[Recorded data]
....

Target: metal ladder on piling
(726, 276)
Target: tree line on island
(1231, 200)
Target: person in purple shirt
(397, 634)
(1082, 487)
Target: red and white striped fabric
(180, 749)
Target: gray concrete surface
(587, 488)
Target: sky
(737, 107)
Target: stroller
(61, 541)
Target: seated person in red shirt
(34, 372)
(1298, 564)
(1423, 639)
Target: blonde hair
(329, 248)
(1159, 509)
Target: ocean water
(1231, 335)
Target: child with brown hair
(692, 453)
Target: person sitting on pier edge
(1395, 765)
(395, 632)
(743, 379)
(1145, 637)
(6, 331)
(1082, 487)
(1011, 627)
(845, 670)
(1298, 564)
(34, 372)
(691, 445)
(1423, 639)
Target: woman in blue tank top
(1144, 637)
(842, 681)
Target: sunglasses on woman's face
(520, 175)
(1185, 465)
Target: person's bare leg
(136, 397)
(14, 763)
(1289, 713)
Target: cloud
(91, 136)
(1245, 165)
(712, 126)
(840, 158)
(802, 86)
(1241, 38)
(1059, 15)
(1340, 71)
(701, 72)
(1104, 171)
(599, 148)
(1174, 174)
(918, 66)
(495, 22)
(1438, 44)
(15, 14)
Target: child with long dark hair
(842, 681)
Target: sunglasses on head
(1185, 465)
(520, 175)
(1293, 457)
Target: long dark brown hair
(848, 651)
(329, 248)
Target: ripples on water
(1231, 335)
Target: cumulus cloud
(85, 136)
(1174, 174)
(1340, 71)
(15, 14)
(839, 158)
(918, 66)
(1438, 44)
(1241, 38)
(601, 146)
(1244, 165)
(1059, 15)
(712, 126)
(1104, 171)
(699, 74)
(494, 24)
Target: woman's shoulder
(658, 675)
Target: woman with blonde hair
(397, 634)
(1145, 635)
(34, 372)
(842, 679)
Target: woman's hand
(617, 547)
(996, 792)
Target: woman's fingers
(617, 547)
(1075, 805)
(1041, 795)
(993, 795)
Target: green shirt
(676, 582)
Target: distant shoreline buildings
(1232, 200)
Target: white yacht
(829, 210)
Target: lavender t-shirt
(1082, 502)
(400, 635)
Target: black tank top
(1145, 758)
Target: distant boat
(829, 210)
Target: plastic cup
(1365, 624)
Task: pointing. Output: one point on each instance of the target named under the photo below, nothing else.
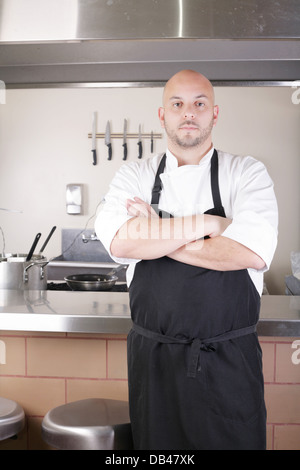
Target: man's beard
(188, 141)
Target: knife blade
(140, 143)
(108, 141)
(94, 151)
(124, 139)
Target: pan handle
(116, 270)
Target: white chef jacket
(246, 190)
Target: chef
(198, 228)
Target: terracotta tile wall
(43, 371)
(46, 370)
(281, 359)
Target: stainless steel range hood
(92, 42)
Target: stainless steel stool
(92, 424)
(12, 418)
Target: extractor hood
(90, 42)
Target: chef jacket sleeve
(113, 213)
(255, 213)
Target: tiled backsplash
(74, 249)
(45, 370)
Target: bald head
(188, 79)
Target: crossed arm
(146, 236)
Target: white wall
(44, 146)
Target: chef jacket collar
(172, 163)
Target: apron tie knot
(194, 364)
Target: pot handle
(42, 265)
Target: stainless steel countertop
(108, 312)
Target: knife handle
(140, 150)
(94, 157)
(109, 151)
(125, 151)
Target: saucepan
(25, 271)
(94, 282)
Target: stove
(63, 286)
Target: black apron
(194, 360)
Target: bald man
(198, 228)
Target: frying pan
(93, 282)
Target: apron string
(197, 344)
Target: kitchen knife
(31, 251)
(108, 141)
(140, 143)
(124, 139)
(94, 138)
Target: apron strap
(214, 178)
(197, 344)
(157, 183)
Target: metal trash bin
(91, 424)
(12, 418)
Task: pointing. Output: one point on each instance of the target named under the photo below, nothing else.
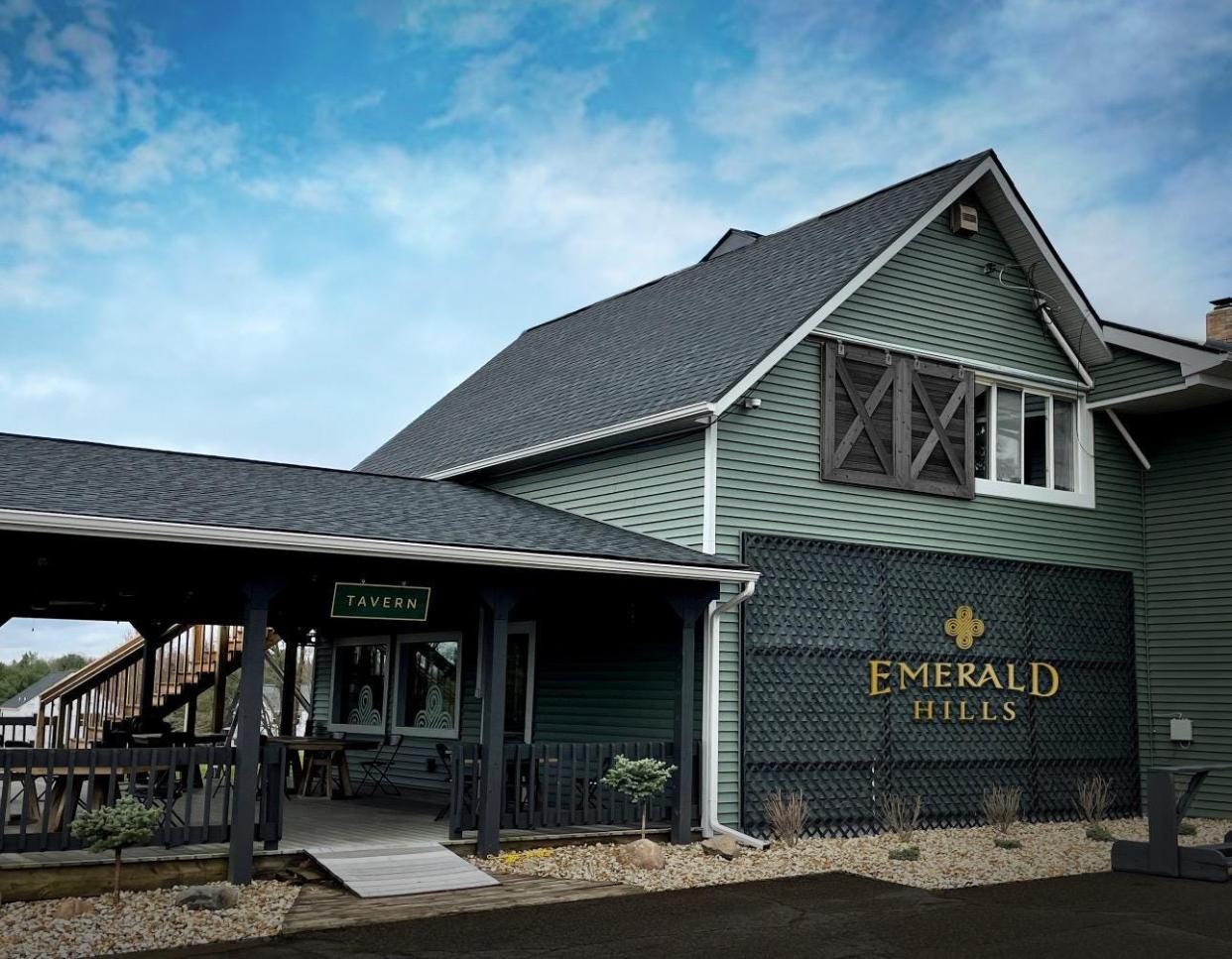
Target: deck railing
(558, 785)
(44, 790)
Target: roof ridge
(219, 457)
(762, 239)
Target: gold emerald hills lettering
(1035, 678)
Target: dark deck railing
(554, 785)
(44, 790)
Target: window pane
(361, 684)
(431, 699)
(1009, 434)
(1035, 439)
(1063, 437)
(982, 393)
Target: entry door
(520, 683)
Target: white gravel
(948, 858)
(138, 921)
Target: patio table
(315, 746)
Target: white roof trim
(657, 419)
(27, 521)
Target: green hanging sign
(376, 601)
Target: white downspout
(1064, 346)
(710, 824)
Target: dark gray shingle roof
(683, 338)
(94, 479)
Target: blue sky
(281, 229)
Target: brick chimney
(1218, 320)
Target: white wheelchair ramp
(401, 871)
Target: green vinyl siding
(1189, 588)
(769, 480)
(1131, 373)
(653, 489)
(932, 296)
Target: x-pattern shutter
(896, 421)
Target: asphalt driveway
(833, 914)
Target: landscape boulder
(643, 855)
(211, 898)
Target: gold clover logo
(963, 627)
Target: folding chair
(376, 771)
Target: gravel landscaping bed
(948, 858)
(138, 921)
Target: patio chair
(376, 771)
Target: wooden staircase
(185, 661)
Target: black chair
(376, 771)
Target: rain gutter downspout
(710, 824)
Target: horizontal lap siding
(1131, 373)
(655, 489)
(932, 296)
(769, 480)
(1189, 588)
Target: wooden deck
(320, 906)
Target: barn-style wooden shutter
(896, 421)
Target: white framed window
(428, 698)
(1033, 444)
(360, 684)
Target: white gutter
(710, 824)
(1064, 346)
(26, 521)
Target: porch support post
(688, 606)
(492, 766)
(248, 735)
(290, 663)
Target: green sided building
(994, 531)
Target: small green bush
(638, 779)
(117, 827)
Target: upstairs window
(1028, 443)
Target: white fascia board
(681, 414)
(1042, 244)
(772, 360)
(1144, 342)
(25, 521)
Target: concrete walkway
(836, 916)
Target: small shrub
(638, 779)
(1001, 805)
(900, 815)
(1093, 795)
(787, 815)
(117, 827)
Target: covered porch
(540, 646)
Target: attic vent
(963, 219)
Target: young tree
(638, 779)
(117, 827)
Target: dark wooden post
(688, 606)
(248, 735)
(492, 765)
(290, 678)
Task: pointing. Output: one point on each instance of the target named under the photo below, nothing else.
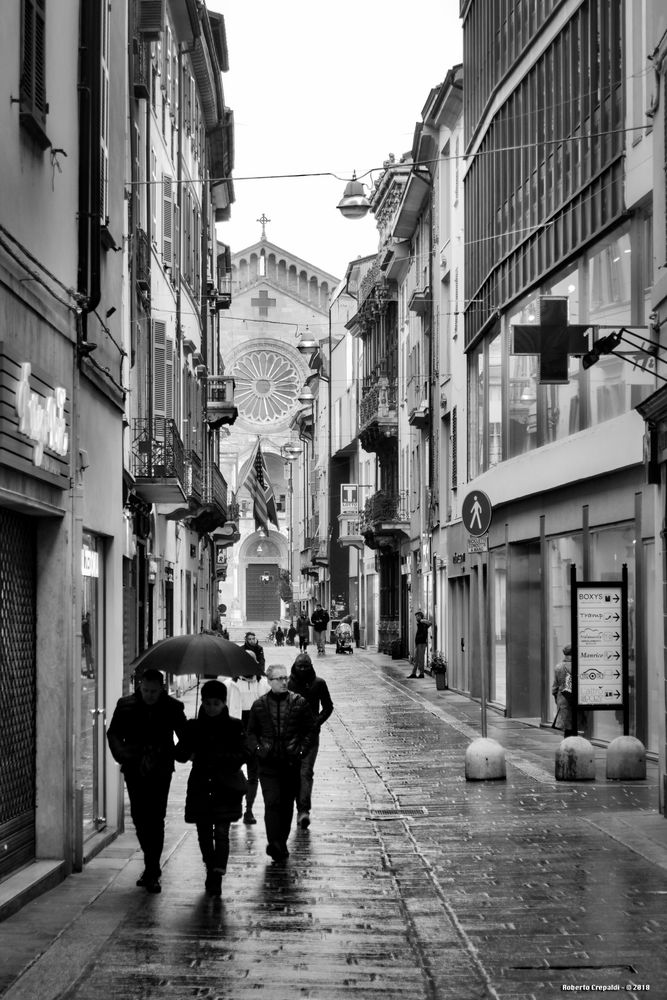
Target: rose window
(266, 386)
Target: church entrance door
(262, 597)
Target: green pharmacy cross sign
(553, 339)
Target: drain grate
(397, 812)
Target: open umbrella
(204, 654)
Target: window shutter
(454, 453)
(167, 220)
(159, 367)
(176, 247)
(33, 106)
(150, 18)
(169, 378)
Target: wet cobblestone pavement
(410, 883)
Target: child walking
(216, 745)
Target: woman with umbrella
(216, 745)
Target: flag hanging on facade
(259, 487)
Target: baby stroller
(343, 635)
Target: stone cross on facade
(552, 339)
(263, 302)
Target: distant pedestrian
(304, 681)
(320, 620)
(281, 730)
(216, 745)
(242, 693)
(141, 739)
(303, 631)
(421, 640)
(252, 646)
(561, 689)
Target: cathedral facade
(277, 298)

....

Return every line of the material above verbatim, from start to finish, and leave out the images.

• Output of the task:
Target: metal ladder on piling
(726, 276)
Target: tree line on island
(1231, 200)
Target: person in purple shirt
(397, 634)
(1082, 487)
Target: red and white striped fabric
(180, 749)
Target: gray concrete surface
(587, 488)
Target: sky
(737, 107)
Target: stroller
(61, 541)
Target: seated person in red shirt
(34, 372)
(1298, 564)
(1423, 639)
Target: blonde hair
(329, 248)
(1159, 509)
Target: ocean water
(1231, 335)
Target: child with brown hair
(692, 453)
Target: person sitting on pier edge
(1395, 765)
(395, 632)
(743, 379)
(1145, 637)
(6, 331)
(1082, 487)
(1011, 627)
(845, 670)
(1298, 564)
(34, 372)
(691, 445)
(1423, 639)
Target: woman in blue tank top
(1144, 637)
(842, 681)
Target: sunglasses on woman's face
(520, 175)
(1185, 465)
Target: person's bare leg
(136, 397)
(14, 763)
(1289, 713)
Target: cloud
(91, 136)
(1245, 165)
(712, 126)
(840, 158)
(802, 86)
(1241, 38)
(1059, 15)
(1340, 71)
(701, 72)
(1104, 171)
(599, 148)
(1174, 174)
(918, 66)
(495, 22)
(1438, 44)
(15, 14)
Target: child with long dark hair
(842, 681)
Target: sunglasses on head
(1185, 465)
(520, 175)
(1293, 457)
Target: long dark brown hair
(848, 651)
(329, 248)
Target: ripples on water
(1231, 335)
Target: cumulus cloud
(85, 136)
(1174, 174)
(1340, 71)
(15, 14)
(839, 158)
(918, 66)
(1438, 44)
(1241, 38)
(601, 146)
(1244, 165)
(1059, 15)
(712, 126)
(1104, 171)
(699, 74)
(494, 24)
Target: woman's shoulder
(658, 675)
Target: woman with blonde hair
(397, 634)
(1145, 635)
(34, 372)
(842, 679)
Target: woman's hand
(617, 547)
(996, 792)
Target: woman's fingers
(617, 547)
(1075, 805)
(1041, 795)
(993, 795)
Target: green shirt
(676, 582)
Target: distant shoreline buildings
(1232, 200)
Target: white yacht
(829, 210)
Target: lavender t-shirt
(1082, 502)
(400, 635)
Target: black tank top
(1145, 758)
Target: distant boat
(829, 210)
Target: plastic cup
(1365, 624)
Task: pointing. Output: one point on each instance of the target named under the photo below, nothing else.
Target: man's beard
(188, 141)
Target: knife blade
(140, 143)
(108, 141)
(94, 151)
(124, 139)
Target: pan handle
(116, 270)
Target: white chef jacket
(246, 190)
Target: chef
(198, 228)
Target: terracotta tile wall
(43, 371)
(46, 370)
(281, 359)
Target: stainless steel range hood
(92, 42)
Target: stainless steel stool
(92, 424)
(12, 418)
Target: extractor hood
(90, 42)
Target: chef jacket sleeve
(113, 213)
(255, 213)
Target: tiled backsplash
(74, 249)
(45, 370)
Target: bald head
(188, 79)
Target: crossed arm
(146, 236)
Target: white wall
(44, 146)
Target: chef jacket collar
(172, 163)
Target: apron tie knot
(194, 364)
Target: pot handle
(42, 265)
Target: stainless steel countertop
(108, 312)
Target: knife handle
(140, 150)
(94, 157)
(109, 151)
(125, 151)
Target: saucepan
(25, 271)
(94, 282)
Target: stove
(63, 286)
Target: black apron
(194, 360)
Target: bald man
(198, 228)
Target: frying pan
(93, 282)
Target: apron string
(197, 344)
Target: kitchen knife
(31, 251)
(108, 141)
(140, 143)
(124, 139)
(94, 138)
Target: apron strap
(214, 178)
(197, 344)
(157, 183)
Target: metal trash bin
(91, 424)
(12, 418)
Task: pointing. Output: one point on each instance of the target named under the photo below, nothing else.
Target: deck railing
(558, 785)
(44, 790)
Target: roof ridge
(219, 457)
(762, 239)
Target: gold emerald hills lettering
(1035, 678)
Target: dark deck railing
(554, 785)
(44, 790)
Target: window pane
(361, 684)
(431, 699)
(1009, 434)
(1035, 439)
(1063, 437)
(982, 393)
Target: entry door
(520, 683)
Target: white gravel
(948, 858)
(138, 921)
Target: patio table
(315, 746)
Target: white roof trim
(657, 419)
(27, 521)
Target: green hanging sign
(376, 601)
Target: white downspout
(1064, 346)
(710, 824)
Target: dark gray shingle roof
(683, 338)
(94, 479)
Target: blue sky
(281, 229)
Target: brick chimney
(1218, 320)
Target: white wheelchair ramp
(401, 871)
Target: green vinyl siding
(1189, 588)
(769, 480)
(1131, 373)
(653, 489)
(932, 296)
Target: x-pattern shutter
(896, 421)
Target: asphalt driveway
(833, 914)
Target: landscape boulder
(643, 855)
(211, 898)
Target: gold clover logo
(963, 627)
Target: folding chair
(376, 771)
Target: gravel landscaping bed
(948, 858)
(138, 921)
Target: patio chair
(376, 771)
Target: wooden staircase
(185, 661)
Target: black chair
(376, 771)
Target: rain gutter downspout
(710, 824)
Target: horizontal lap siding
(1131, 373)
(655, 489)
(932, 296)
(769, 480)
(1189, 588)
Target: wooden deck
(320, 906)
Target: barn-style wooden shutter
(896, 421)
Target: white framed window
(428, 698)
(1033, 444)
(360, 684)
Target: white gutter
(710, 824)
(1064, 346)
(26, 521)
Target: porch support post
(688, 606)
(492, 766)
(248, 735)
(290, 663)
Target: green sided building
(994, 531)
Target: small green bush
(638, 779)
(117, 827)
Target: upstairs window
(1028, 443)
Target: white fascia board
(681, 414)
(1042, 244)
(772, 360)
(1144, 342)
(25, 521)
Target: concrete walkway
(836, 916)
Target: small shrub
(638, 779)
(1001, 805)
(900, 815)
(1093, 795)
(787, 815)
(117, 827)
Target: covered porch
(540, 646)
Target: attic vent
(963, 219)
Target: young tree
(638, 779)
(117, 827)
Target: dark wooden post
(688, 606)
(248, 735)
(492, 765)
(290, 678)
Task: pointing. Output: one point on each instance of the target named under the photo below, nothing else.
Target: rose window
(266, 386)
Target: church entrance door
(262, 597)
Target: green pharmacy cross sign
(553, 339)
Target: drain grate
(397, 812)
Target: open umbrella
(204, 654)
Target: window shutter
(454, 453)
(167, 220)
(159, 367)
(176, 247)
(33, 106)
(150, 18)
(169, 378)
Target: wet cobblestone pavement
(410, 883)
Target: child walking
(216, 745)
Target: woman with umbrella
(216, 745)
Target: flag hanging on facade
(259, 487)
Target: baby stroller
(343, 635)
Target: stone cross on facade
(552, 339)
(263, 302)
Target: distant pedestrian
(304, 681)
(320, 620)
(281, 730)
(216, 745)
(242, 693)
(141, 739)
(303, 631)
(421, 640)
(252, 646)
(561, 689)
Target: cathedral facade
(277, 298)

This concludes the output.